Repeat, exactly and completely, the entries shown underneath.
━━━━━ The data ━━━━━
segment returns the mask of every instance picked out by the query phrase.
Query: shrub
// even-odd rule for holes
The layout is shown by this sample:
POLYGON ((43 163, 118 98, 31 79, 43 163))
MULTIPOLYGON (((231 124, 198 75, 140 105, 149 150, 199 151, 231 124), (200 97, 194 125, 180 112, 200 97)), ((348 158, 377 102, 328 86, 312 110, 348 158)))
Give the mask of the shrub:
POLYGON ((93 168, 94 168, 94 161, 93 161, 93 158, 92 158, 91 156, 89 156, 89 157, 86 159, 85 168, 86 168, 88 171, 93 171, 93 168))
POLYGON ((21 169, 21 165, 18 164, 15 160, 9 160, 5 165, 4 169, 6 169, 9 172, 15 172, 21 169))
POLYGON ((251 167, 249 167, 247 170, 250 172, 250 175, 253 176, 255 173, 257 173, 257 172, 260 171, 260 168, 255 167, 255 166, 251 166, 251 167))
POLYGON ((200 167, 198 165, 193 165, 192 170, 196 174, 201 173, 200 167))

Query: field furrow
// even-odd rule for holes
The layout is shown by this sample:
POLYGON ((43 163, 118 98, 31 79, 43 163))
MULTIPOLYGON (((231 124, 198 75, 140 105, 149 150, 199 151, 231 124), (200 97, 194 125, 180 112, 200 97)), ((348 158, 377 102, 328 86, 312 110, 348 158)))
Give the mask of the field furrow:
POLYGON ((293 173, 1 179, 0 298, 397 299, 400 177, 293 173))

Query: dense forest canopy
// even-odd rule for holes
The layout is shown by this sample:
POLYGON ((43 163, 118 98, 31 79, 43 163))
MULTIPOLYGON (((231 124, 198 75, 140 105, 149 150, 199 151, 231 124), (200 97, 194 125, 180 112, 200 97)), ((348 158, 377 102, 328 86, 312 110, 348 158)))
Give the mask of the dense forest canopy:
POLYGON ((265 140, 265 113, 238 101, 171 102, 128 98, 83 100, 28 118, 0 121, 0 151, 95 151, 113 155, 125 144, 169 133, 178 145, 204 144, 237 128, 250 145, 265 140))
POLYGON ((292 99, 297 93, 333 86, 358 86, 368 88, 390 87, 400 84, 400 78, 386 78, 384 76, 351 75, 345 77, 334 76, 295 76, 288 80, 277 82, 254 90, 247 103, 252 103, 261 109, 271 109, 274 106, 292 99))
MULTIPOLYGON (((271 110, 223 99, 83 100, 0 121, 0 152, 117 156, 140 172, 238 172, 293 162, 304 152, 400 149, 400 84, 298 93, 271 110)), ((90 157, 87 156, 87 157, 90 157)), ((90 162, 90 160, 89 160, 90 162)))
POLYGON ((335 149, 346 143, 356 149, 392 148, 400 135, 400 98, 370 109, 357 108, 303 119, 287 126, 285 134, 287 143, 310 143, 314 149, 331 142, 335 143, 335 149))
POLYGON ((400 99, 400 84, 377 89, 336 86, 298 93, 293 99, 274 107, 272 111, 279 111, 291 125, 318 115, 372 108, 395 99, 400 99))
━━━━━
Solution to the problem>
segment returns the mask of every instance picked out by the query phrase.
Query: shrub
// even-odd rule for holes
The layout is shown by this sample:
POLYGON ((43 163, 118 98, 31 79, 43 163))
MULTIPOLYGON (((231 124, 198 75, 140 105, 149 150, 199 151, 231 124), (200 97, 194 125, 180 112, 200 97)), ((348 158, 377 102, 328 86, 312 110, 348 158)))
Give the mask of the shrub:
POLYGON ((93 168, 94 168, 94 161, 93 161, 93 158, 92 158, 91 156, 89 156, 89 157, 86 159, 85 168, 86 168, 88 171, 93 171, 93 168))
POLYGON ((21 169, 21 165, 18 164, 15 160, 9 160, 5 165, 4 169, 6 169, 9 172, 15 172, 21 169))
POLYGON ((251 167, 249 167, 247 170, 250 172, 250 175, 253 176, 255 173, 257 173, 257 172, 260 171, 260 168, 255 167, 255 166, 251 166, 251 167))
POLYGON ((200 167, 198 165, 193 165, 192 170, 196 174, 201 173, 200 167))

Query: field furrow
// even-odd rule for holes
The layout is shown by this sample:
POLYGON ((43 163, 118 98, 31 79, 43 163))
MULTIPOLYGON (((231 124, 198 75, 140 105, 149 150, 199 151, 231 124), (200 97, 194 125, 180 112, 200 97)), ((348 158, 377 102, 328 86, 312 110, 348 158)))
Give the mask of the field furrow:
POLYGON ((293 173, 1 179, 0 298, 397 299, 400 177, 293 173))

Query: dense forest canopy
// even-odd rule for holes
The layout is shown by this sample:
POLYGON ((43 163, 118 98, 31 79, 43 163))
MULTIPOLYGON (((231 124, 198 75, 140 105, 149 150, 199 151, 231 124), (200 97, 194 125, 180 112, 200 97)), ((348 158, 377 102, 328 86, 312 110, 348 158)))
Give the mask of the dense forest canopy:
POLYGON ((265 140, 265 113, 238 101, 171 102, 128 98, 83 100, 28 118, 0 121, 0 151, 95 151, 113 155, 125 144, 169 133, 178 145, 204 144, 237 128, 250 145, 265 140))
POLYGON ((292 99, 297 93, 333 86, 358 86, 368 88, 390 87, 400 84, 400 78, 386 78, 384 76, 351 75, 345 77, 334 76, 295 76, 288 80, 277 82, 254 90, 247 103, 252 103, 261 109, 271 109, 274 106, 292 99))
MULTIPOLYGON (((271 110, 223 99, 83 100, 0 121, 0 152, 117 156, 140 172, 238 172, 293 162, 304 152, 400 149, 400 84, 298 93, 271 110)), ((90 157, 87 156, 87 157, 90 157)), ((90 162, 90 160, 89 160, 90 162)))
POLYGON ((335 149, 346 143, 356 149, 392 148, 400 135, 400 98, 370 109, 357 108, 303 119, 287 126, 285 134, 287 143, 310 143, 314 149, 331 142, 335 143, 335 149))
POLYGON ((400 99, 400 84, 377 89, 336 86, 298 93, 293 99, 274 107, 272 111, 279 111, 291 125, 318 115, 372 108, 395 99, 400 99))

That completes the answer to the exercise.